AMES

To ensure code in this tutorial runs as shown, download the tutorial project folder and follow these instructions.

If you have questions or suggestions about this tutorial, please open an issue here.

Baby steps

Let's load a reduced version of the well-known Ames House Price data set (containing six of the more important categorical features and six of the more important numerical features). As "iris" the dataset is so common that you can load it directly with @load_ames and the reduced version via @load_reduced_ames

using MLJ
using  PrettyPrinting
import DataFrames: DataFrame
import Statistics

X, y = @load_reduced_ames
X = DataFrame(X)
@show size(X)
first(X, 3) |> pretty
size(X) = (1456, 12)
┌─────────────────────────────────┬────────────┬──────────────────────────────────┬────────────┬─────────────┬────────────┬────────────┬────────────┬──────────────────────────────────┬────────────┬──────────────┬───────────┐
│ OverallQual                     │ GrLivArea  │ Neighborhood                     │ x1stFlrSF  │ TotalBsmtSF │ BsmtFinSF1 │ LotArea    │ GarageCars │ MSSubClass                       │ GarageArea │ YearRemodAdd │ YearBuilt │
│ CategoricalValue{Int64, UInt32} │ Float64    │ CategoricalValue{String, UInt32} │ Float64    │ Float64     │ Float64    │ Float64    │ Int64      │ CategoricalValue{String, UInt32} │ Float64    │ Int64        │ Int64     │
│ OrderedFactor{10}               │ Continuous │ Multiclass{25}                   │ Continuous │ Continuous  │ Continuous │ Continuous │ Count      │ Multiclass{15}                   │ Continuous │ Count        │ Count     │
├─────────────────────────────────┼────────────┼──────────────────────────────────┼────────────┼─────────────┼────────────┼────────────┼────────────┼──────────────────────────────────┼────────────┼──────────────┼───────────┤
│ 5                               │ 816.0      │ Mitchel                          │ 816.0      │ 816.0       │ 816.0      │ 6600.0     │ 2          │ _20                              │ 816.0      │ 2003         │ 1982      │
│ 8                               │ 2028.0     │ Timber                           │ 2028.0     │ 1868.0      │ 1460.0     │ 11443.0    │ 3          │ _20                              │ 880.0      │ 2006         │ 2005      │
│ 7                               │ 1509.0     │ Gilbert                          │ 807.0      │ 783.0       │ 0.0        │ 7875.0     │ 2          │ _60                              │ 393.0      │ 2003         │ 2003      │
└─────────────────────────────────┴────────────┴──────────────────────────────────┴────────────┴─────────────┴────────────┴────────────┴────────────┴──────────────────────────────────┴────────────┴──────────────┴───────────┘

and the target is a continuous vector:

@show y[1:3]
scitype(y)

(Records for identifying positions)
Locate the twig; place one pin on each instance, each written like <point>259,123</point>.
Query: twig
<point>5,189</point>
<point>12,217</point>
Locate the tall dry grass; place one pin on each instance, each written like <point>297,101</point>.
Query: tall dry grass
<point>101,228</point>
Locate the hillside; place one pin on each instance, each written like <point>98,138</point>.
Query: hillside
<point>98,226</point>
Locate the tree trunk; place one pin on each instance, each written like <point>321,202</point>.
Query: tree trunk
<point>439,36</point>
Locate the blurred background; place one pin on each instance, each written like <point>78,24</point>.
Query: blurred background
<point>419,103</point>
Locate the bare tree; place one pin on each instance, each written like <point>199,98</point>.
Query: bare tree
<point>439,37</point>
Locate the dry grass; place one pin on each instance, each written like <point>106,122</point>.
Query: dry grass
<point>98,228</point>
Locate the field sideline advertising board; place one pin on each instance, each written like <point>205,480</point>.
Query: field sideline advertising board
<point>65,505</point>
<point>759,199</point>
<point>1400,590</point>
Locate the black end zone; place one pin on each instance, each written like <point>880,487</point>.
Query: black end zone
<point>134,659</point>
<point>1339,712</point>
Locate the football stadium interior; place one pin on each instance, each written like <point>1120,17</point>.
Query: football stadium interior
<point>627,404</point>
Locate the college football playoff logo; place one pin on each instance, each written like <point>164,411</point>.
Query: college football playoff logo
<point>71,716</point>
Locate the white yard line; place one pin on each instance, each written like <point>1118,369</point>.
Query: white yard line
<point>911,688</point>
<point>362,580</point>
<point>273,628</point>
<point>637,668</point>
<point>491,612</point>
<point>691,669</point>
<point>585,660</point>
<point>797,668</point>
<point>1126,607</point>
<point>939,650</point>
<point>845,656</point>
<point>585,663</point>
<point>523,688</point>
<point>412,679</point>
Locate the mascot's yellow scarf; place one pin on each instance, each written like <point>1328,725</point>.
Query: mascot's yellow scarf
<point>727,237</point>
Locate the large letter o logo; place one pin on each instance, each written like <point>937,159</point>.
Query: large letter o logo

SET TASK |
Extend the Ames house price tutorial, picking up right after its final line, "scitype(y)". The rows come from a different source than the Ames house price tutorial.

EXPECTED OUTPUT |
y[1:3] = [138000.0, 369900.0, 180000.0]
AbstractVector{Continuous} (alias for AbstractArray{ScientificTypesBase.Continuous, 1})

so this is a standard regression problem with a mix of categorical and continuous input.

Dummy model

Remember that a model is just a container for hyperparameters; let's take a particularly simple one: the constant regression.

creg = ConstantRegressor()
ConstantRegressor(
    distribution_type = Distributions.Normal)

Wrapping the model in data creates a machine which will store training outcomes (fit-results)

cmach = machine(creg, X, y)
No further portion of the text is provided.